What is required: Extract every line of the entries below that contains the string "positive". Letter case matters, so only lines with that exact capitalization count.

Data:
————————
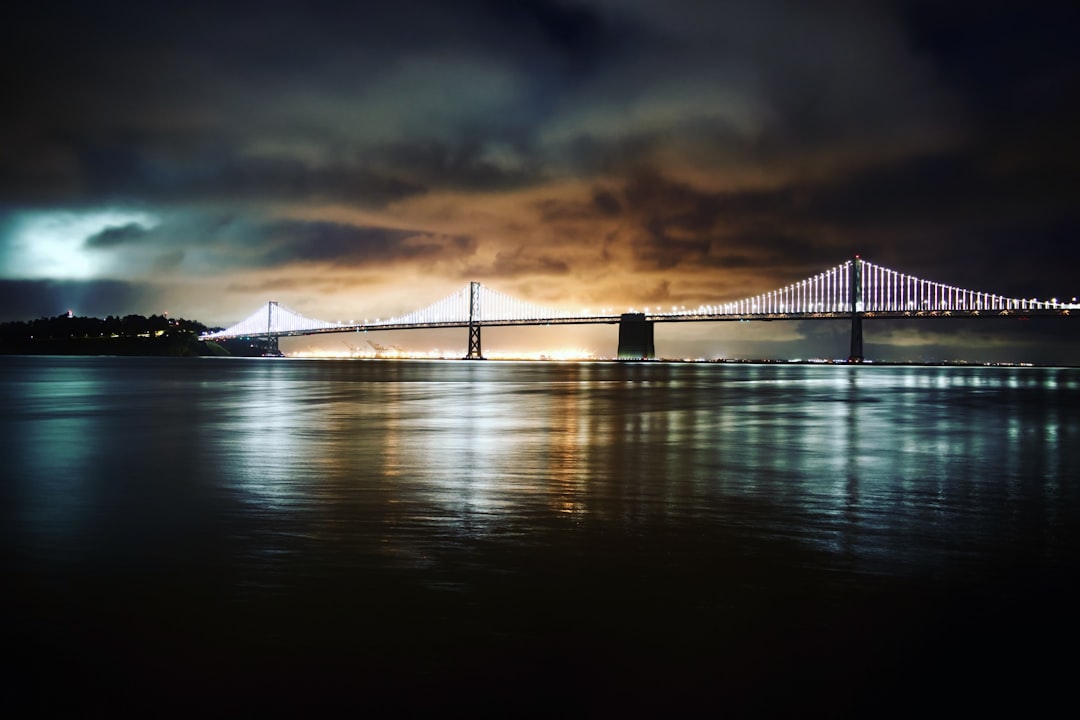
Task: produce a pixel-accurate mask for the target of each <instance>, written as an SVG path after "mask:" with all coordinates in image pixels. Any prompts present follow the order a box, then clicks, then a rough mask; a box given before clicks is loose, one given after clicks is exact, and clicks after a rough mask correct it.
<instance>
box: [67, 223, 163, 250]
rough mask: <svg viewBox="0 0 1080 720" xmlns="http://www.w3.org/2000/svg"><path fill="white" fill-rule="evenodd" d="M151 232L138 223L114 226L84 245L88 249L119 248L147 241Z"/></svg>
mask: <svg viewBox="0 0 1080 720" xmlns="http://www.w3.org/2000/svg"><path fill="white" fill-rule="evenodd" d="M148 234H149V231H148V230H147V229H146V228H144V227H143V226H140V225H139V223H137V222H129V223H127V225H122V226H114V227H111V228H106V229H105V230H102V231H100V232H96V233H94V234H93V235H91V236H90V237H87V239H86V240H85V241H83V244H84V245H85V246H86V247H118V246H122V245H133V244H138V243H140V242H143V241H144V240H146V237H147V235H148Z"/></svg>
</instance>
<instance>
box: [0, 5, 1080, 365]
mask: <svg viewBox="0 0 1080 720" xmlns="http://www.w3.org/2000/svg"><path fill="white" fill-rule="evenodd" d="M1078 27H1080V10H1078V9H1077V8H1076V5H1075V3H1056V2H1039V1H1034V2H1015V3H986V2H980V3H973V2H972V3H969V2H948V3H943V2H937V1H926V2H923V1H921V0H894V1H890V2H865V1H850V2H848V1H836V2H831V1H827V0H826V1H824V2H796V1H789V2H781V1H775V0H757V1H754V2H725V1H723V0H714V1H706V0H702V1H691V0H665V1H664V2H654V1H645V0H580V1H572V0H565V1H563V0H558V1H556V0H524V1H515V2H508V1H499V0H492V1H480V0H477V1H463V2H451V1H447V0H396V1H395V2H324V1H320V0H307V1H305V2H288V1H275V0H265V1H264V2H260V3H257V4H254V3H224V2H215V3H204V2H200V1H198V0H187V1H184V2H171V1H168V0H165V1H163V2H153V3H147V2H131V1H117V2H108V1H99V2H50V1H48V0H44V1H42V2H37V3H27V4H26V5H24V6H22V8H21V10H19V13H18V14H17V15H12V16H11V17H10V18H9V21H8V22H5V23H4V24H3V25H2V26H0V78H2V87H3V91H2V92H3V94H4V95H5V98H4V104H3V105H4V111H3V112H2V113H0V137H2V142H0V321H9V320H29V318H33V317H39V316H43V315H55V314H59V313H62V312H66V311H67V310H68V309H71V310H73V311H75V312H76V313H77V314H85V315H97V316H105V315H107V314H129V313H137V314H145V315H149V314H152V313H160V312H168V313H170V314H172V315H176V316H183V317H187V318H191V320H198V321H201V322H204V323H206V324H208V325H222V326H225V325H231V324H232V323H234V322H237V321H240V320H242V318H243V317H245V316H247V315H248V314H251V313H252V312H253V311H255V310H256V309H257V308H258V307H259V305H261V304H264V303H266V302H267V301H268V300H276V301H279V302H281V303H282V304H284V305H287V307H288V308H292V309H294V310H296V311H298V312H301V313H302V314H305V315H308V316H310V317H316V318H321V320H327V321H349V320H355V318H360V317H367V316H372V317H375V316H381V317H386V316H391V315H397V314H403V313H405V312H408V311H411V310H416V309H418V308H420V307H423V305H427V304H429V303H431V302H434V301H435V300H438V299H441V298H443V297H445V296H446V295H449V294H450V293H453V291H454V290H456V289H458V288H460V287H461V286H463V285H467V284H468V283H469V282H470V281H480V282H482V283H484V284H485V285H487V286H489V287H491V288H494V289H497V290H499V291H502V293H505V294H509V295H512V296H515V297H519V298H522V299H525V300H529V301H531V302H537V303H542V304H549V305H552V307H556V308H566V309H580V308H584V307H615V308H617V309H619V308H622V309H629V308H632V307H644V305H649V304H653V305H657V304H661V305H667V304H672V305H687V307H697V305H699V304H703V303H704V304H713V303H719V302H725V301H731V300H738V299H741V298H745V297H750V296H752V295H757V294H759V293H762V291H768V290H771V289H777V288H779V287H782V286H784V285H786V284H788V283H791V282H795V281H798V280H801V279H804V277H807V276H810V275H812V274H816V273H818V272H821V271H823V270H825V269H828V268H832V267H834V266H836V264H839V263H840V262H842V261H845V260H847V259H849V258H851V257H852V256H854V255H855V254H859V255H861V256H862V257H864V258H866V259H868V260H872V261H874V262H877V263H879V264H883V266H886V267H890V268H893V269H895V270H899V271H902V272H905V273H909V274H915V275H918V276H920V277H924V279H928V280H933V281H939V282H944V283H948V284H953V285H957V286H960V287H966V288H970V289H974V290H978V291H987V293H995V294H999V295H1004V296H1009V297H1039V298H1044V299H1049V298H1051V297H1058V298H1070V297H1072V296H1077V295H1080V276H1078V272H1077V270H1078V268H1080V262H1078V260H1080V250H1078V248H1077V246H1078V241H1077V239H1078V230H1080V202H1078V201H1080V192H1078V191H1080V172H1078V169H1077V168H1078V167H1080V162H1078V161H1080V151H1078V150H1080V142H1078V140H1077V128H1078V127H1080V43H1077V42H1076V32H1077V28H1078ZM741 325H742V327H735V326H733V325H731V324H693V325H692V326H691V325H678V326H674V325H661V326H658V329H657V345H658V352H660V353H661V354H663V355H670V356H678V355H684V354H685V355H705V356H729V357H732V356H762V357H780V356H788V357H791V356H818V355H822V356H842V355H846V353H847V328H846V327H843V326H841V325H838V324H834V323H822V322H801V323H794V322H793V323H770V324H750V325H754V327H745V325H747V324H741ZM462 332H463V331H462ZM501 332H502V335H499V332H495V331H492V332H489V334H488V335H487V336H485V338H486V339H485V344H486V347H487V348H494V347H495V345H494V344H492V343H495V344H498V343H499V342H504V343H507V344H508V345H514V344H515V343H524V344H528V343H534V344H536V343H538V344H539V347H548V345H550V347H559V345H564V344H566V343H570V344H572V345H575V347H583V348H592V349H593V350H594V351H595V352H598V353H599V354H611V353H613V348H607V345H610V344H613V343H615V342H616V341H617V340H616V338H617V334H616V330H612V328H609V327H598V328H578V329H576V330H573V331H568V330H567V331H565V332H564V331H552V330H544V331H538V332H535V334H532V335H528V334H522V332H521V331H517V335H514V334H513V332H511V331H510V330H504V331H501ZM487 338H490V340H488V339H487ZM435 340H438V341H441V342H442V341H443V338H436V339H431V338H426V337H422V335H421V334H418V332H413V334H410V335H409V336H408V338H406V339H400V338H394V339H393V341H394V342H411V343H414V344H417V345H418V347H424V345H428V344H432V343H434V342H435ZM445 341H446V342H451V343H453V342H454V339H453V338H450V339H447V340H445ZM467 341H468V338H467V337H465V336H464V335H462V336H461V338H460V340H458V342H459V344H460V345H461V347H462V348H464V345H465V344H467ZM333 342H334V343H336V344H342V342H341V341H339V340H334V341H333ZM866 344H867V355H873V356H876V357H880V358H881V359H931V361H933V359H951V358H961V357H962V358H968V359H973V361H980V362H982V361H1015V362H1056V363H1069V364H1080V321H1078V322H1074V321H1072V320H1068V321H1054V322H1051V323H1030V324H1028V325H1023V326H1021V325H1020V324H1018V323H1012V322H1007V321H994V322H991V321H972V322H959V321H942V322H936V321H933V322H932V321H924V322H916V323H908V324H906V325H905V324H903V323H885V322H881V321H879V322H875V323H869V324H867V326H866Z"/></svg>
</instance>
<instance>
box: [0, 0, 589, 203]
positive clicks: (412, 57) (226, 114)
mask: <svg viewBox="0 0 1080 720" xmlns="http://www.w3.org/2000/svg"><path fill="white" fill-rule="evenodd" d="M59 18H62V19H63V22H57V21H58V19H59ZM597 28H598V23H597V21H596V19H595V17H593V14H592V13H591V11H589V10H588V9H586V8H572V6H563V5H562V4H559V3H544V2H531V3H510V4H508V3H488V2H470V3H455V5H454V6H453V9H451V8H447V6H445V3H438V2H404V3H395V4H394V5H393V6H392V8H391V5H381V4H380V5H372V4H369V3H343V2H342V3H334V2H330V3H326V2H323V3H320V2H314V3H302V4H301V3H289V2H271V3H265V4H264V5H260V8H259V10H258V12H255V13H253V12H249V10H248V9H246V8H245V9H241V8H230V6H228V5H224V6H218V8H215V9H214V10H213V11H211V10H210V9H207V8H204V6H202V5H201V4H200V3H156V5H154V8H153V9H149V8H146V6H144V5H141V4H138V3H132V4H130V5H129V4H127V3H95V4H94V9H90V8H89V6H86V5H85V4H84V3H72V4H70V5H68V4H66V3H60V6H59V8H50V9H49V10H45V11H41V10H40V9H39V8H38V6H37V5H35V6H33V8H28V9H27V13H25V16H23V15H22V14H21V17H19V22H18V23H15V24H8V25H6V30H0V39H2V40H3V41H4V42H3V43H2V44H3V50H0V53H3V54H4V55H3V59H4V60H8V62H4V63H3V67H4V70H2V71H0V72H2V73H3V76H2V77H3V79H4V80H5V81H8V82H6V83H5V86H6V87H9V89H11V90H10V91H9V92H11V93H13V94H14V95H15V96H16V97H17V98H18V101H17V103H14V104H11V107H13V108H14V109H13V110H12V111H11V112H6V113H4V117H3V118H2V119H0V132H2V134H3V136H4V137H5V139H6V140H13V141H8V142H5V144H4V149H3V150H2V151H0V152H2V153H3V155H2V159H3V162H2V163H0V192H3V193H4V194H5V195H8V196H11V198H21V199H23V200H24V201H26V202H33V203H42V204H48V203H50V202H62V203H67V204H71V203H73V202H94V201H95V200H109V201H112V200H117V199H124V198H131V196H139V198H150V199H153V200H156V201H159V202H171V201H180V202H184V201H190V200H192V199H206V198H212V199H218V200H220V199H234V200H251V199H260V200H276V199H283V198H287V199H293V200H305V199H318V200H333V201H348V202H350V203H355V204H361V205H368V206H370V205H378V204H382V203H386V202H389V201H392V200H395V199H399V198H402V196H405V195H407V194H411V193H416V192H422V191H423V190H424V189H426V188H424V187H423V184H424V182H427V181H433V182H437V184H440V185H442V186H444V187H454V188H456V187H463V188H477V187H478V188H488V187H501V186H507V185H509V186H513V185H519V184H521V182H522V181H523V179H524V178H528V177H532V176H534V175H535V166H532V167H530V163H531V164H532V165H535V162H534V161H530V160H529V158H528V157H527V155H528V152H529V151H528V150H527V148H526V147H525V145H523V142H527V139H528V136H529V135H530V134H531V133H532V131H534V126H535V123H536V122H537V120H538V119H539V118H542V117H543V116H544V114H545V113H546V112H548V111H550V105H551V98H552V97H553V96H554V95H556V94H557V93H558V92H561V91H562V89H563V87H564V85H565V84H566V83H568V82H573V78H575V77H576V74H575V73H580V72H582V71H583V70H585V69H588V68H589V67H590V66H592V65H593V64H595V63H596V56H597V54H598V53H600V52H602V51H603V44H602V43H599V42H598V38H599V32H598V29H597ZM522 76H524V77H527V78H528V82H525V83H518V82H517V80H518V79H521V77H522ZM500 95H501V96H500ZM488 142H496V144H500V145H501V146H503V147H511V148H513V149H514V152H515V153H516V154H517V155H519V157H515V158H514V159H513V162H512V165H511V166H509V167H508V166H505V165H504V164H502V163H501V162H500V159H499V158H497V157H491V155H490V153H486V154H485V150H484V148H483V147H482V146H484V145H485V144H488ZM298 148H299V150H298ZM297 153H298V154H297Z"/></svg>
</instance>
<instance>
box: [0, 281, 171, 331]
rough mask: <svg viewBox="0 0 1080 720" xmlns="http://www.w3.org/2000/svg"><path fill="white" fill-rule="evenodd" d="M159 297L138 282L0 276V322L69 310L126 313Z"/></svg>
mask: <svg viewBox="0 0 1080 720" xmlns="http://www.w3.org/2000/svg"><path fill="white" fill-rule="evenodd" d="M159 296H160V294H159V291H158V290H157V289H156V288H154V287H152V286H150V285H147V284H140V283H125V282H120V281H109V280H84V281H78V280H69V281H54V280H2V279H0V322H2V321H25V320H32V318H36V317H53V316H56V315H59V314H63V313H66V312H67V311H68V310H71V311H72V312H73V313H75V314H77V315H86V316H96V317H105V316H107V315H125V314H130V313H132V312H135V311H134V310H133V309H135V308H153V307H154V305H157V304H158V298H159ZM149 312H151V311H149V310H147V311H144V312H143V313H141V314H148V313H149Z"/></svg>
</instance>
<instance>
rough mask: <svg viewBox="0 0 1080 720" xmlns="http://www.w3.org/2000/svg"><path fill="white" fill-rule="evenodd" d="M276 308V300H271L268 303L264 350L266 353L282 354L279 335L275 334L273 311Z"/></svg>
mask: <svg viewBox="0 0 1080 720" xmlns="http://www.w3.org/2000/svg"><path fill="white" fill-rule="evenodd" d="M276 308H278V301H276V300H271V301H270V302H268V303H267V339H266V345H265V347H264V351H262V352H264V354H265V355H280V354H281V348H280V345H279V344H278V336H276V335H273V312H274V310H275V309H276Z"/></svg>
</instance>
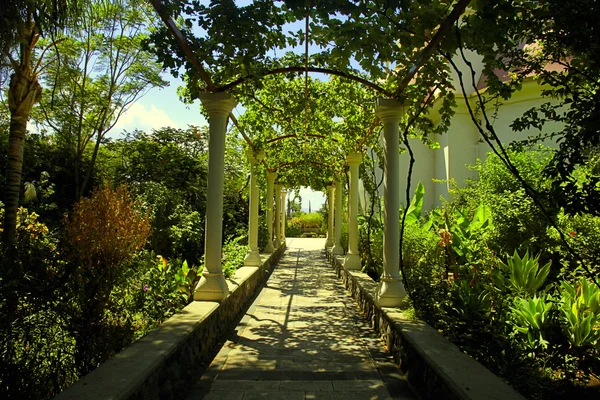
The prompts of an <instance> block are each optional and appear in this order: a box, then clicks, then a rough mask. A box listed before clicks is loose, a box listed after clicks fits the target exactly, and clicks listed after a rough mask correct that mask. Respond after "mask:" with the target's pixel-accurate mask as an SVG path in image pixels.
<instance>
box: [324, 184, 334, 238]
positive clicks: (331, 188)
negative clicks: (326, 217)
mask: <svg viewBox="0 0 600 400" xmlns="http://www.w3.org/2000/svg"><path fill="white" fill-rule="evenodd" d="M334 190H335V186H333V185H329V186H327V205H328V208H329V212H328V213H327V214H328V218H327V219H328V221H327V240H326V241H325V247H326V248H329V247H333V214H334V211H333V191H334Z"/></svg>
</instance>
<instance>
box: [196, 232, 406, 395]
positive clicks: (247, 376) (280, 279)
mask: <svg viewBox="0 0 600 400" xmlns="http://www.w3.org/2000/svg"><path fill="white" fill-rule="evenodd" d="M287 243H288V248H287V250H286V253H285V254H284V256H283V257H282V259H281V261H280V262H279V265H278V266H277V267H276V268H275V271H274V272H273V274H272V275H271V277H270V279H269V281H268V282H267V286H266V287H265V288H263V290H262V291H261V293H260V294H259V296H258V297H257V298H256V299H255V301H254V303H253V304H252V305H251V306H250V308H249V309H248V310H247V311H246V314H245V316H244V317H243V318H242V320H241V321H240V323H239V324H238V326H237V327H236V329H235V332H233V333H232V334H231V336H230V337H228V338H227V339H228V340H227V342H226V343H225V345H224V346H223V347H222V349H221V350H220V352H219V353H218V355H217V356H216V357H215V358H214V360H213V362H212V363H211V365H210V366H209V367H208V369H207V370H206V372H205V373H204V374H203V376H202V377H201V378H200V380H199V382H198V384H197V386H196V387H195V389H194V390H193V391H192V393H190V395H189V397H188V399H194V400H200V399H202V398H204V399H205V400H216V399H227V400H240V399H243V400H252V399H282V400H283V399H285V400H296V399H302V400H304V399H315V400H317V399H327V400H336V399H343V400H354V399H356V400H370V399H414V398H416V397H414V395H413V394H412V392H411V390H410V388H409V387H408V384H407V382H406V380H405V379H404V377H403V376H402V375H401V373H400V370H399V369H398V367H397V366H396V365H395V364H394V363H393V360H392V359H391V357H389V356H388V355H387V353H385V351H384V348H383V343H382V342H381V341H380V340H379V339H378V338H377V336H376V334H375V332H374V331H373V330H372V329H371V328H370V327H369V326H368V324H367V323H366V322H365V321H364V320H363V318H362V317H361V316H360V314H359V312H358V309H357V307H356V305H355V302H354V300H353V299H352V298H351V297H350V296H349V295H348V294H347V293H346V291H345V290H344V287H343V286H342V285H341V284H340V282H339V280H338V279H337V277H336V276H335V274H334V273H333V270H332V269H331V267H330V266H329V265H328V264H327V262H326V260H325V257H324V254H323V250H322V249H323V246H324V244H325V242H324V239H298V238H288V239H287Z"/></svg>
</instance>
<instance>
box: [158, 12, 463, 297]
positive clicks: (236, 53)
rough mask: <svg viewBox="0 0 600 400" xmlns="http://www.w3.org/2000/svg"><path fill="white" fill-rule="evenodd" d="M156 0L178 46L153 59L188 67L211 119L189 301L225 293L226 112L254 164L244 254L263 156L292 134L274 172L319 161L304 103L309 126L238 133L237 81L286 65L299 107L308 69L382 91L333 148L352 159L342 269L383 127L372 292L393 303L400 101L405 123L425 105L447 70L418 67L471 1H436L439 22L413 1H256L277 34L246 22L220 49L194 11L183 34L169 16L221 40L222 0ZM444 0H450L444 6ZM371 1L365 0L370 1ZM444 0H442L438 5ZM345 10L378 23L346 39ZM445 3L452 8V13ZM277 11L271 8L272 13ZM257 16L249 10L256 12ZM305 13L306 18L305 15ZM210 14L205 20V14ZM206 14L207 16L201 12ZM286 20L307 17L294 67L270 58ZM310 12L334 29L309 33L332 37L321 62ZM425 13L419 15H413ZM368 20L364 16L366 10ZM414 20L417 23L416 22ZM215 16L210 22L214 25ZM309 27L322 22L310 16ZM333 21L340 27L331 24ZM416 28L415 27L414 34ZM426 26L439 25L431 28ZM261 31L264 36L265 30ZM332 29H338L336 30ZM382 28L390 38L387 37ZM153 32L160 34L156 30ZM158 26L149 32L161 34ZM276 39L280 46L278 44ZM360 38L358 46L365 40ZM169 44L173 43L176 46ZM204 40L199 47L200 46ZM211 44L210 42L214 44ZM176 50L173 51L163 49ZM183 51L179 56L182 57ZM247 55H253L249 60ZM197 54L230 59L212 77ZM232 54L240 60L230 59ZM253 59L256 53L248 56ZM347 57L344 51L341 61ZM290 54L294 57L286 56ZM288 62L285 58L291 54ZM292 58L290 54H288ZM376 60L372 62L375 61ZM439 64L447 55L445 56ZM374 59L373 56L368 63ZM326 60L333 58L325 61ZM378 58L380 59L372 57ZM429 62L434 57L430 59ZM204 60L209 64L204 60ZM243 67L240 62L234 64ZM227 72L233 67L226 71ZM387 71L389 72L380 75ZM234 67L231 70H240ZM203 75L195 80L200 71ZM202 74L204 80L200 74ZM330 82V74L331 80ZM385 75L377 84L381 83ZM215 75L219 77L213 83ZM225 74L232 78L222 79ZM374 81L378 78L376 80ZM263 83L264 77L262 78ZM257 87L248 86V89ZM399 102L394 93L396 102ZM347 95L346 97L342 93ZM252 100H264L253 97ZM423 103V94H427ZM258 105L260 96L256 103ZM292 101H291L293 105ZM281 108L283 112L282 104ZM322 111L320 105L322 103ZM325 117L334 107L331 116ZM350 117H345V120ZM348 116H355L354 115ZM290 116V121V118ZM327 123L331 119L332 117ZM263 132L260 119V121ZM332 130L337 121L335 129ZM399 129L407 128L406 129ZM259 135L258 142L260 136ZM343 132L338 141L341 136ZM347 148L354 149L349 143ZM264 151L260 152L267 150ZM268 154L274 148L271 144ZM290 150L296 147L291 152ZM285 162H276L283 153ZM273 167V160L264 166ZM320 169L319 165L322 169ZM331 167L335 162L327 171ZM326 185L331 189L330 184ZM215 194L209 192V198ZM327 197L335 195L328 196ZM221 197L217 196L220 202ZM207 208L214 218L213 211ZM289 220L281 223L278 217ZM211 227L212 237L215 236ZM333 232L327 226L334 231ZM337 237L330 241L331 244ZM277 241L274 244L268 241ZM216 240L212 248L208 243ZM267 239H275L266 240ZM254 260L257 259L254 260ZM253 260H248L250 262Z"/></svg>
————————
Result for this task:
positive clicks: (412, 57) (226, 114)
positive clicks: (331, 188)
positive clicks: (247, 376) (280, 279)
positive clicks: (236, 53)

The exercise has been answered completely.